** Material for this exercise follows **
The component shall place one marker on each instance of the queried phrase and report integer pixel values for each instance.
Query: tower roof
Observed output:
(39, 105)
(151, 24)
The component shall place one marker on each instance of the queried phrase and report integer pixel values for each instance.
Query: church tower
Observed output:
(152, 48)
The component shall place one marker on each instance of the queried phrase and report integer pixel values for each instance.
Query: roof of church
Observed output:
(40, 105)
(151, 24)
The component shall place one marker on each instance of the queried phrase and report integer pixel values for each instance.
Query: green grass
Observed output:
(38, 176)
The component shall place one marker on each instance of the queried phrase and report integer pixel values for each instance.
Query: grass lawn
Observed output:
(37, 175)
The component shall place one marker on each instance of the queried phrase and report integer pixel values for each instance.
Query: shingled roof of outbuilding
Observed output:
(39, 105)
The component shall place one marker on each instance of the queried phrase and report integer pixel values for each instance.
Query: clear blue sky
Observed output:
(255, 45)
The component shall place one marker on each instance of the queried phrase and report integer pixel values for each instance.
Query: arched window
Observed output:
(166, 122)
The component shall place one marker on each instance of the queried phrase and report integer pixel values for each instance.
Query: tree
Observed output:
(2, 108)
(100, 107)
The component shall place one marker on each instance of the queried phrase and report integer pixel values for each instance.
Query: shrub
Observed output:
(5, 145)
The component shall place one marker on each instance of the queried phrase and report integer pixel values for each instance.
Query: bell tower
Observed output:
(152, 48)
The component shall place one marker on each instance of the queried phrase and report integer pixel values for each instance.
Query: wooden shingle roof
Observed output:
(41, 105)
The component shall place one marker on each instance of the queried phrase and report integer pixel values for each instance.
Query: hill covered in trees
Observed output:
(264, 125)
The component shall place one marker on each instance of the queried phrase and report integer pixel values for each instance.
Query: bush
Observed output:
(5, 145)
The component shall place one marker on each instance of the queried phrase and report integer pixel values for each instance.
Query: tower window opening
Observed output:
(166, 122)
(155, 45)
** End of Material for this exercise **
__Exercise directions__. Starting at the line that contains "Query: shrub", restate word for word every line through the last one in the records above. Return nothing else.

__Task solution__.
Query: shrub
Observed output:
(5, 145)
The component shall place one marker on each instance of the queried phrase and report integer pixel values for each instance.
Query: bell tower
Observed output:
(152, 48)
The component shall place one marker on each instance of the queried phrase and report integer pixel values for each instance.
Query: wooden shingle roof
Observed output:
(41, 105)
The component shall place one marker on each instance of the queried phrase and report integer pixel values for each instance.
Query: hill covered in trees
Observed output:
(264, 125)
The component shall place one marker on each instance of the queried phrase and report integer pixel values for each instance.
Query: bush
Observed output:
(5, 145)
The component shall place one marker on each instance of the queried phrase and report integer pixel values for each instance.
Query: tower window opening
Observed output:
(166, 122)
(155, 45)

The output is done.